# [PASSAGE PROVIDED]
Tuesday, January 3, 2012

Walgreen's Goes Soviet-Style: Do You Want a Bag For That?

Gum at Red Square: No Shirts, No Shoes,
No Service and Bring Your Own Bag

Some years back I read that the large Soviet-era Moscow department store Gum, required their customers to bring their own bags.

Gum was a one place shopping venue for Russians to buy just about everything from shoes to groceries -- that is on those rare occasions when the store actually had shoes or groceries in stock.

And they had so little respect and concern for the customer that they wouldn't even supply a simple convenience such as a bag.

Now it seems, the Deerfield-based national drug store chain, Walgreens is going the same route.

After you pay for your purchase at Walgreens these days, the clerks ask you, "Do you want that in a bag?"

Walgreens Clerks Now Ask You If You Want A Bag
This is obviously a new corporate Walgreens policy, although the clerks I have asked deny it.

At three different Walgreens stores -- Howard & Western on the Evanston/Chicago border, Milwaukee & Western in Bucktown and in the Loop -- I have been asked by clerks: "Do you want that in a bag?"

# [TASK DETAILS]
Continue the post on Walgreens clerks asking about bags, starting after its last sentence.

# [LISTED RECORDS]
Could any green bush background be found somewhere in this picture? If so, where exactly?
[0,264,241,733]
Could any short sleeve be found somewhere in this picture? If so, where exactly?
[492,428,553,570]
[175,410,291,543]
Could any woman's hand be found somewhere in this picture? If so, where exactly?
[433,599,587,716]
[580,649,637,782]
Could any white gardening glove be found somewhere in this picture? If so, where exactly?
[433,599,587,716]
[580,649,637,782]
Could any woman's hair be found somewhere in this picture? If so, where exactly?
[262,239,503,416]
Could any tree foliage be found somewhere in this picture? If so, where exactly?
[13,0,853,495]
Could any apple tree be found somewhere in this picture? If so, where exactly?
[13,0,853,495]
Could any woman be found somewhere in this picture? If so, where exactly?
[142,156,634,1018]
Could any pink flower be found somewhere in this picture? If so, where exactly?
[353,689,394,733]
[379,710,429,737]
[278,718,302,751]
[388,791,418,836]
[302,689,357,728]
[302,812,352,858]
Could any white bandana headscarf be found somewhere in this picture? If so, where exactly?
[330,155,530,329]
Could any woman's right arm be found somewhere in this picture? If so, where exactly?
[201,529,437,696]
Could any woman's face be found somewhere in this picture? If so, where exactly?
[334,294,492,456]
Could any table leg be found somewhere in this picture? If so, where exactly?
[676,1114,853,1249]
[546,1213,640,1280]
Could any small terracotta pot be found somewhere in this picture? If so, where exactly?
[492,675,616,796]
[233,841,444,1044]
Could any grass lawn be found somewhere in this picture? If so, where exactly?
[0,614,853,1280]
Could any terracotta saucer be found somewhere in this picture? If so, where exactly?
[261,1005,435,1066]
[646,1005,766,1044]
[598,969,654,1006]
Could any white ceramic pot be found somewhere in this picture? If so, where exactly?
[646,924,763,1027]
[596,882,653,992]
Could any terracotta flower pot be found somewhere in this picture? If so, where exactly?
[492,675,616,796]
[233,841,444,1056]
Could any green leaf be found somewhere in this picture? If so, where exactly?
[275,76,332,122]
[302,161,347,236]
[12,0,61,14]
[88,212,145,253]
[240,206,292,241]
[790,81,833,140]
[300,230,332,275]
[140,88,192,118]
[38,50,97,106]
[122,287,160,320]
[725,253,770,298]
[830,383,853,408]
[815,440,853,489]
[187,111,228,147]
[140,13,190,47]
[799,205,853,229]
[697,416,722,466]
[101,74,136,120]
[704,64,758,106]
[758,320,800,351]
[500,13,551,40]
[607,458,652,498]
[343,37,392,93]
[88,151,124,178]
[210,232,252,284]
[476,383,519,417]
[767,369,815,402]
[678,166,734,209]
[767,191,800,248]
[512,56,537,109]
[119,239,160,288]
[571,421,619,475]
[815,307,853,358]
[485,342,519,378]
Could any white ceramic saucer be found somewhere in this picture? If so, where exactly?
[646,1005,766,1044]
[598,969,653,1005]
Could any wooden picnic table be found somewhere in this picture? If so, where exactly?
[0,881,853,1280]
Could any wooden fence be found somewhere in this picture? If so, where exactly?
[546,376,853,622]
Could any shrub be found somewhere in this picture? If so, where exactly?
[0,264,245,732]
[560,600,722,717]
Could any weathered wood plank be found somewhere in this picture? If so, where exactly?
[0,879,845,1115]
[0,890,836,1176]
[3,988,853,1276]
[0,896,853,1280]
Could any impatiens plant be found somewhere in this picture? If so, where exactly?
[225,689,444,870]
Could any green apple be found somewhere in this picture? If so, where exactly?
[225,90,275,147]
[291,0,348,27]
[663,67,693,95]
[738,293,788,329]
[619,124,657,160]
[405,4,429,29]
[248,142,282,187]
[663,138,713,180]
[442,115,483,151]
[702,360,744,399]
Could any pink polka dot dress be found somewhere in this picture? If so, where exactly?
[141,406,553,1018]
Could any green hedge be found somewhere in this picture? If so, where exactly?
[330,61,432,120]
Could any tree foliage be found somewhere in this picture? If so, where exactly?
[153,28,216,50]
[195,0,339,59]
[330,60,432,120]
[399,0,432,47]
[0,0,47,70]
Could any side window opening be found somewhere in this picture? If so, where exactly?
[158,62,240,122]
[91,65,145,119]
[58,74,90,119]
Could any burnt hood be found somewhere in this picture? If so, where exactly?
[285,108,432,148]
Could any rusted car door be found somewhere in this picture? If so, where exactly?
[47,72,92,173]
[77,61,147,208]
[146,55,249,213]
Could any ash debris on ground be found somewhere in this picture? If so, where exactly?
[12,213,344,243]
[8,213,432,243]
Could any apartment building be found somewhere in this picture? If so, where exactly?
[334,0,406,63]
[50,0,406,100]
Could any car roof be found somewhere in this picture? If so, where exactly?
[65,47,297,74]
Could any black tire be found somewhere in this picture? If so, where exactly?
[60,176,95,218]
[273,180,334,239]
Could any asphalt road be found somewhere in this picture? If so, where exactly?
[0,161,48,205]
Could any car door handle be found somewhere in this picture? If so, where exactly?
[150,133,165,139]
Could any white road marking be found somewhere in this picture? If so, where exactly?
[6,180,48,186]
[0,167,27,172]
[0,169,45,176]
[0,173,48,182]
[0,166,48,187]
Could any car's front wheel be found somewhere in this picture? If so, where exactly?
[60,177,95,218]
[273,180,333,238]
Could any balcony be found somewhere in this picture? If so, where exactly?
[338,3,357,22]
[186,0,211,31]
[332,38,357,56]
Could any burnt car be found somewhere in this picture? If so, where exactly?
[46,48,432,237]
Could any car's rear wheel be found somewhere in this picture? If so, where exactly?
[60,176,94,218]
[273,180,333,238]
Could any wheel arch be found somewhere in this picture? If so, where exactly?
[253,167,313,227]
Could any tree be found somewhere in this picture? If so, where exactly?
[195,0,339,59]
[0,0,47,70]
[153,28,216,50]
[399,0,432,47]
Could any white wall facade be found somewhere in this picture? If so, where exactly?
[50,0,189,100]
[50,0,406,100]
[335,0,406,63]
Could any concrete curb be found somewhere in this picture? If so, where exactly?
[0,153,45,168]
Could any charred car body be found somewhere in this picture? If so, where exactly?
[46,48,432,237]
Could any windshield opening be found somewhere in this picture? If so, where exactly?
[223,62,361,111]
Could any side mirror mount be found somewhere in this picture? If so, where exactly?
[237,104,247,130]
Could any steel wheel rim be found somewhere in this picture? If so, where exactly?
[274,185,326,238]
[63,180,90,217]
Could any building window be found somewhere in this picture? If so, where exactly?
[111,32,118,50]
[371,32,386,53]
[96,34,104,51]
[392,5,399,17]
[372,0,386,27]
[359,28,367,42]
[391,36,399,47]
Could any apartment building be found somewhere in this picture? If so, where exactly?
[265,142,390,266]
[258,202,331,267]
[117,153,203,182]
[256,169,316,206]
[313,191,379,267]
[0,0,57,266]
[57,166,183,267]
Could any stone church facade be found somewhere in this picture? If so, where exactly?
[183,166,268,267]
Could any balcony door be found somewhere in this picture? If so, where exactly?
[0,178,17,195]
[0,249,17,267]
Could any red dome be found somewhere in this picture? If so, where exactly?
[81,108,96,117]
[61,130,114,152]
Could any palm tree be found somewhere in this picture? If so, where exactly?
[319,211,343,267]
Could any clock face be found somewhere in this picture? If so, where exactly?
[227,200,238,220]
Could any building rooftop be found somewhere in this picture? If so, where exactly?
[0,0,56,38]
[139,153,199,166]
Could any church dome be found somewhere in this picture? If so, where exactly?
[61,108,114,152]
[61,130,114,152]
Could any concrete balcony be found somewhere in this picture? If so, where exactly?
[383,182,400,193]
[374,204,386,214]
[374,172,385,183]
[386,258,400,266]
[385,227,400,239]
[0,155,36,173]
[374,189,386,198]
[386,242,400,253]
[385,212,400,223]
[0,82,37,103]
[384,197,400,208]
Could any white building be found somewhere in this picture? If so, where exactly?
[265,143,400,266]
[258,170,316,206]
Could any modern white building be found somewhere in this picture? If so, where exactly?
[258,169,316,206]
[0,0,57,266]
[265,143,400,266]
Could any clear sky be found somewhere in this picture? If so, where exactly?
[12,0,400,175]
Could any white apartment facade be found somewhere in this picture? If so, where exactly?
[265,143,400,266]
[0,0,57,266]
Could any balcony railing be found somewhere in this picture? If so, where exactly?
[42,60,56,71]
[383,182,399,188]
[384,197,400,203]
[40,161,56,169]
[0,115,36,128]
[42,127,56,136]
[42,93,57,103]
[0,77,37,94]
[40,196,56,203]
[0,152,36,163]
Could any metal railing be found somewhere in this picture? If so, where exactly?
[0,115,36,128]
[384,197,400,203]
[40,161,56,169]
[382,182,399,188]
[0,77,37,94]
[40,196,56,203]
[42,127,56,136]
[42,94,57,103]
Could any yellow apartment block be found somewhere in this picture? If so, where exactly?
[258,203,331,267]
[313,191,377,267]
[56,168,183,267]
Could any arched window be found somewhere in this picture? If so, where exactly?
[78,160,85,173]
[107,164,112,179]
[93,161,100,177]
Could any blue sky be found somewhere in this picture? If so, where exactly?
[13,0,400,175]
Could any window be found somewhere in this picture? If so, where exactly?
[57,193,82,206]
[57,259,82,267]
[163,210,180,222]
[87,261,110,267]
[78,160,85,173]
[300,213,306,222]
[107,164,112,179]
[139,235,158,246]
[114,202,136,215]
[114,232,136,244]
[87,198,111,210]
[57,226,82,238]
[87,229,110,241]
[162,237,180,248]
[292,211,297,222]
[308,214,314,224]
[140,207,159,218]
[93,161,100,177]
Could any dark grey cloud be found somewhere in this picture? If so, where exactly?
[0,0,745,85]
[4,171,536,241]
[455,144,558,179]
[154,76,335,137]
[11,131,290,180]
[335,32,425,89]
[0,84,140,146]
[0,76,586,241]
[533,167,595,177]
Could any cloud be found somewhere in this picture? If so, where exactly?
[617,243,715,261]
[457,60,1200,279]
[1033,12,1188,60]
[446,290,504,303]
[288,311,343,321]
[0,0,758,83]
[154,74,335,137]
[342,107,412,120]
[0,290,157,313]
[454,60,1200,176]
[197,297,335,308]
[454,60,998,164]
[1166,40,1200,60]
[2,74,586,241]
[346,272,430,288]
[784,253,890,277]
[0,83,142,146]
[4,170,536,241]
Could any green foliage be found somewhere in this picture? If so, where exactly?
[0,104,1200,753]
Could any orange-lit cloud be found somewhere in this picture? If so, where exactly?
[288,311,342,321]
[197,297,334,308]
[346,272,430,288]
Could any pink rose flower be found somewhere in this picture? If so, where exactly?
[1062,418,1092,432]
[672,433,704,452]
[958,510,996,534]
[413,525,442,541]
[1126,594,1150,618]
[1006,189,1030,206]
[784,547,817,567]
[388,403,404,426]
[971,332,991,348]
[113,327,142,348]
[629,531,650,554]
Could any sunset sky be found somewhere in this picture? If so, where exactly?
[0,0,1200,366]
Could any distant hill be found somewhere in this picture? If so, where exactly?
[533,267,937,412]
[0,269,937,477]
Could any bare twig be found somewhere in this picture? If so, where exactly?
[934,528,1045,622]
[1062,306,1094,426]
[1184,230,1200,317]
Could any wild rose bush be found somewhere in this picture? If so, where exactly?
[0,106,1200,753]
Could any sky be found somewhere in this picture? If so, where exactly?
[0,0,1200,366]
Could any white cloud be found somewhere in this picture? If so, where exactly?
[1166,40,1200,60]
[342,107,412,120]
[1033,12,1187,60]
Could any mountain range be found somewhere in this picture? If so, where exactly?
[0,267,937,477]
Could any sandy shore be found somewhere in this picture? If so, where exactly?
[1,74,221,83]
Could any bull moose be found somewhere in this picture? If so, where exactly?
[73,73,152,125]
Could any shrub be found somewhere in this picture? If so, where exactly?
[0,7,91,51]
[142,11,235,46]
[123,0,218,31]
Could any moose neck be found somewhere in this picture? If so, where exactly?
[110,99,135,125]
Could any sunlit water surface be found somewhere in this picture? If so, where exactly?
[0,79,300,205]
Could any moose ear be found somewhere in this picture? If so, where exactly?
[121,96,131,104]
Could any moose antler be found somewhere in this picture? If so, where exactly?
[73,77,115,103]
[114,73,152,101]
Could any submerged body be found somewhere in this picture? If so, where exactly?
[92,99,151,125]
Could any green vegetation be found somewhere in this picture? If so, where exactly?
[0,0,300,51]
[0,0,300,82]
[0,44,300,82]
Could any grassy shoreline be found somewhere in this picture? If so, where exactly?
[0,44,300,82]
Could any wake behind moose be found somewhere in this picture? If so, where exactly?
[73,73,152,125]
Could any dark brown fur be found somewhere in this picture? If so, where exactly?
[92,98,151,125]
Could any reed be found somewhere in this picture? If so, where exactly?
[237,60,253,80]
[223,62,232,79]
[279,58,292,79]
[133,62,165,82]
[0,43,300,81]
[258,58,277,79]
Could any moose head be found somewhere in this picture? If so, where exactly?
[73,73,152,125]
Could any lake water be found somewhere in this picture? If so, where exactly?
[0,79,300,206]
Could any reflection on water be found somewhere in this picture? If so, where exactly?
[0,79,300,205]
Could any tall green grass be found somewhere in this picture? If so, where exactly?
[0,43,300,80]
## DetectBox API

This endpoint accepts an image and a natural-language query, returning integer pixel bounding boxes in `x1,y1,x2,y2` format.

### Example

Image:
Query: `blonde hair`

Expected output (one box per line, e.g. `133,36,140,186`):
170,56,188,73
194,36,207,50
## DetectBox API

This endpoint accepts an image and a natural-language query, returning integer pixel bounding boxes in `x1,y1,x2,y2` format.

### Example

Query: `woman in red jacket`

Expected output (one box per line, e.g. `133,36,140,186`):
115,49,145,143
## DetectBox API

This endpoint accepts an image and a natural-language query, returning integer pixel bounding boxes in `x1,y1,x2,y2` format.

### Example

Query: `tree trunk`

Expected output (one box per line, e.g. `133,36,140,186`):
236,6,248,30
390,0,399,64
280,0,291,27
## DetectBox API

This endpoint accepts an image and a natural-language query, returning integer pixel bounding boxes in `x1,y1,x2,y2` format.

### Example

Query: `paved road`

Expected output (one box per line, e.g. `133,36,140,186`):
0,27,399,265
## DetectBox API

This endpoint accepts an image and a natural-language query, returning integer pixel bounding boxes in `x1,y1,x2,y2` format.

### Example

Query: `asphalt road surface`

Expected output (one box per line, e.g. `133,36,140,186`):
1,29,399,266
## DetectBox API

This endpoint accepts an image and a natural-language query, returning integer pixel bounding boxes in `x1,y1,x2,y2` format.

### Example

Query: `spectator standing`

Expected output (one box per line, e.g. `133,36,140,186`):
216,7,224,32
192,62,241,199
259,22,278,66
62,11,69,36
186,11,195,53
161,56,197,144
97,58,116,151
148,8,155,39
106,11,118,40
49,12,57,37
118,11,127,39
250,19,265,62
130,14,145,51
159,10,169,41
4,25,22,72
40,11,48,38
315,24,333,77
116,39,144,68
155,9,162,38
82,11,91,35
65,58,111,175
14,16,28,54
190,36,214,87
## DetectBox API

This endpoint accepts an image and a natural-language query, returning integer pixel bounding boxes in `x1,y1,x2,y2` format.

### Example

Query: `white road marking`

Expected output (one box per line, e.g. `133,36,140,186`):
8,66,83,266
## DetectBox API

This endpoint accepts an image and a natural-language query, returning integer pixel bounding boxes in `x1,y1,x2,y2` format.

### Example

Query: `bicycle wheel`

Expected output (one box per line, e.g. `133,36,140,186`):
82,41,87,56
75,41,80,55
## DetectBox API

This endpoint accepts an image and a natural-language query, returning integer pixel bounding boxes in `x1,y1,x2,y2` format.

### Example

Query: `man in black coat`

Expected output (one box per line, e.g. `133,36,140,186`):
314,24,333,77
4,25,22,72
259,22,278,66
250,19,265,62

# [RESPONSE BOX]
Once, when my purchase was a six-pack of Walgreens' excellent house brand beer, the clerk asked: "Do you want that in a bag?"

I said, no, I'll just tie the six-pack to my belt and walk down the street and pull off the cans and chug them as I go along, the way the Canadians do --- of course I want it in a bag.

The provision of a bag to shopping customers is a convenience stemming from the free-market understanding that the consumer is king. Bags for American shoppers are as customary as providing cream and sugar for a restaurant customer's coffee.

But apparently infected with some corporate fixation on "going green," Walgreens has decided to "go Soviet" --- and to let the customer be damned.